EXERCISE AIM:
Below are entries. Give back exactly the lines from the one containing "the red heart, one" through the one containing "red heart shape", inclusive, without the pictures.

PROVIDED RECORDS:
_ _ _ _

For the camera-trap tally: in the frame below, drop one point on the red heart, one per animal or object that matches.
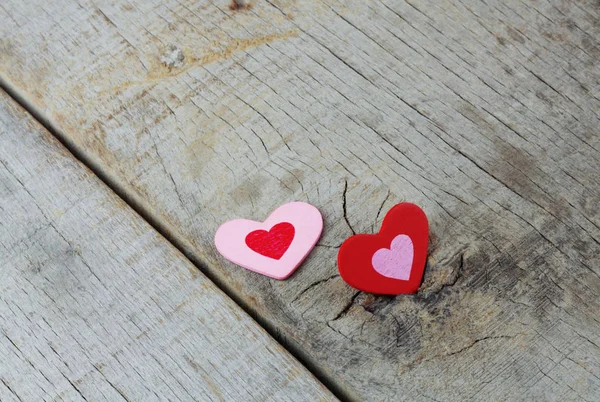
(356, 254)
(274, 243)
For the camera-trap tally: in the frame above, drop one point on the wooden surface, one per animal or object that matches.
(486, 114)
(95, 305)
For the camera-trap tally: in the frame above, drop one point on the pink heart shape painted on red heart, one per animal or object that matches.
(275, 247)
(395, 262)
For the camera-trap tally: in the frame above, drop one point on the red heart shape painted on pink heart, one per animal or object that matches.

_ _ _ _

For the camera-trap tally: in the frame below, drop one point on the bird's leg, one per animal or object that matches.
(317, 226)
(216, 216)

_ _ _ _

COMPLETED TASK:
For the camera-trap tally: in the frame below, drop one point on the red heart, one per animal or object that matches.
(356, 254)
(274, 243)
For the camera-trap tally: in the frame above, drop one point on the wooden surface, one per animal or object that matches.
(486, 114)
(95, 305)
For the camera-trap tally: in the frame above, drop one point on the pink heart shape painted on red heart, one per animal or object that matches.
(275, 247)
(395, 262)
For the camera-trap tally: in the frame above, drop one point on the red heart shape painted on pink heart, one per animal or object that matches.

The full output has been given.